Problem statement:
Nothing but the line with "the white court" and the lines after it, through the end of the records below, is to be repeated, exactly as it is.

Dataset rows on where objects appear:
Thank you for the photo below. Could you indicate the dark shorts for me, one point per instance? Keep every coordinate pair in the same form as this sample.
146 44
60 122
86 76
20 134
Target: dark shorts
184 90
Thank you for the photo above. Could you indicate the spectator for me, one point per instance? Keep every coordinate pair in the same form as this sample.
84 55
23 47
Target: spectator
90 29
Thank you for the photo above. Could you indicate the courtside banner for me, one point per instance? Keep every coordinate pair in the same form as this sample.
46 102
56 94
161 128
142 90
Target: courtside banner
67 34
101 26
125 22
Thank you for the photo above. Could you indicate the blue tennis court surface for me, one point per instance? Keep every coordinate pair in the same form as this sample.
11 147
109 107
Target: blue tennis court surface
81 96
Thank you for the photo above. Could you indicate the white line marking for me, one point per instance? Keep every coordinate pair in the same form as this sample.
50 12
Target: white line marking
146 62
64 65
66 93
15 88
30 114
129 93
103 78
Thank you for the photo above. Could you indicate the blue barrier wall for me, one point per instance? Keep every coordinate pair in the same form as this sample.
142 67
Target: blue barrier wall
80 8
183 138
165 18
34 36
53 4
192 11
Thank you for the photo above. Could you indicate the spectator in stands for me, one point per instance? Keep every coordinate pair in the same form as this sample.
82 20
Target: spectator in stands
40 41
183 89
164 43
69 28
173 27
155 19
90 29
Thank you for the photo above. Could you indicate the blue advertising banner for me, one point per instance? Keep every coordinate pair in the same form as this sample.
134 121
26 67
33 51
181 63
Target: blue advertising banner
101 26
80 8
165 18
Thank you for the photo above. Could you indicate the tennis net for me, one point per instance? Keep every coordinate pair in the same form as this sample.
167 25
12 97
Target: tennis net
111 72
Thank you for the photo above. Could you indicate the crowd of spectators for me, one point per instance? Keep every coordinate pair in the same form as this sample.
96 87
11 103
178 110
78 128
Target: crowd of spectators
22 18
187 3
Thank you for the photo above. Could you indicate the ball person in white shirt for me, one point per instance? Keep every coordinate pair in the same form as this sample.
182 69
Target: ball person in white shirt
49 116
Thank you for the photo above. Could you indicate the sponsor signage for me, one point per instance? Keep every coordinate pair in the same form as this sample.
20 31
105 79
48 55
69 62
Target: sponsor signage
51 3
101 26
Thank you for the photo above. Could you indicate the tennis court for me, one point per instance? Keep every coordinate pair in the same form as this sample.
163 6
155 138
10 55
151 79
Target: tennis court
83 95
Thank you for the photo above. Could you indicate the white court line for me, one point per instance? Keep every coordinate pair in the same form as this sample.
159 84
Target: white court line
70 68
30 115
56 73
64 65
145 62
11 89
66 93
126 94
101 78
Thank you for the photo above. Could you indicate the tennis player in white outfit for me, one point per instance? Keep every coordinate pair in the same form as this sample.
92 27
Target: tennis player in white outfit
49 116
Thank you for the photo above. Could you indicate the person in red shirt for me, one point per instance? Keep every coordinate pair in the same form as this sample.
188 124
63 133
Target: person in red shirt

Output for this exercise:
Thank you for the photo above. Could you indicate the white court line for me, one point per instance? Keep every coordinate pair in the same form as this sample.
159 84
Target: white court line
70 68
30 115
56 73
64 65
145 62
11 89
66 93
126 94
101 78
Thank you for the photo above. Could you indicate the tennis player in white outfit for me, one point per instance? Keep every coordinate pair in the same form as this sample.
92 27
Target: tennis player in white outfit
49 116
Thank you for the photo above. Could you indicate the person in red shirt for me, one point per instance? Keep every coordinate pair in the same form as this sample.
188 124
63 133
Target: person in red shirt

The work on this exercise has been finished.